*** Data supplied Section Begins ***

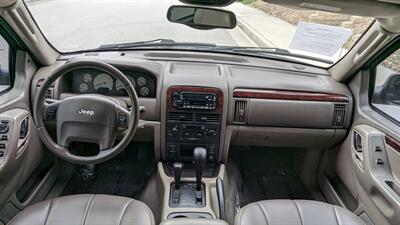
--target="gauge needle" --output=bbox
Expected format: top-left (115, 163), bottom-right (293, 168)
top-left (94, 82), bottom-right (106, 87)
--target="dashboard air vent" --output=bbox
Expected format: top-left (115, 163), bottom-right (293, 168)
top-left (45, 89), bottom-right (53, 99)
top-left (332, 104), bottom-right (347, 127)
top-left (169, 112), bottom-right (193, 121)
top-left (234, 100), bottom-right (247, 124)
top-left (196, 114), bottom-right (220, 123)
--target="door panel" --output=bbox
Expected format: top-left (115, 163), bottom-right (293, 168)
top-left (0, 51), bottom-right (52, 224)
top-left (350, 125), bottom-right (400, 224)
top-left (334, 47), bottom-right (400, 224)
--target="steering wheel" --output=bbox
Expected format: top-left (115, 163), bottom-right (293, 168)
top-left (33, 60), bottom-right (140, 164)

*** Data supplied Section Ends ***

Exercise prompt:
List all lines in the material containing the string "target".

Written solution:
--target="gauge needle" --output=bbox
--target="dashboard air vent" --output=bbox
--target="door panel" --output=bbox
--target="steering wheel" --output=bbox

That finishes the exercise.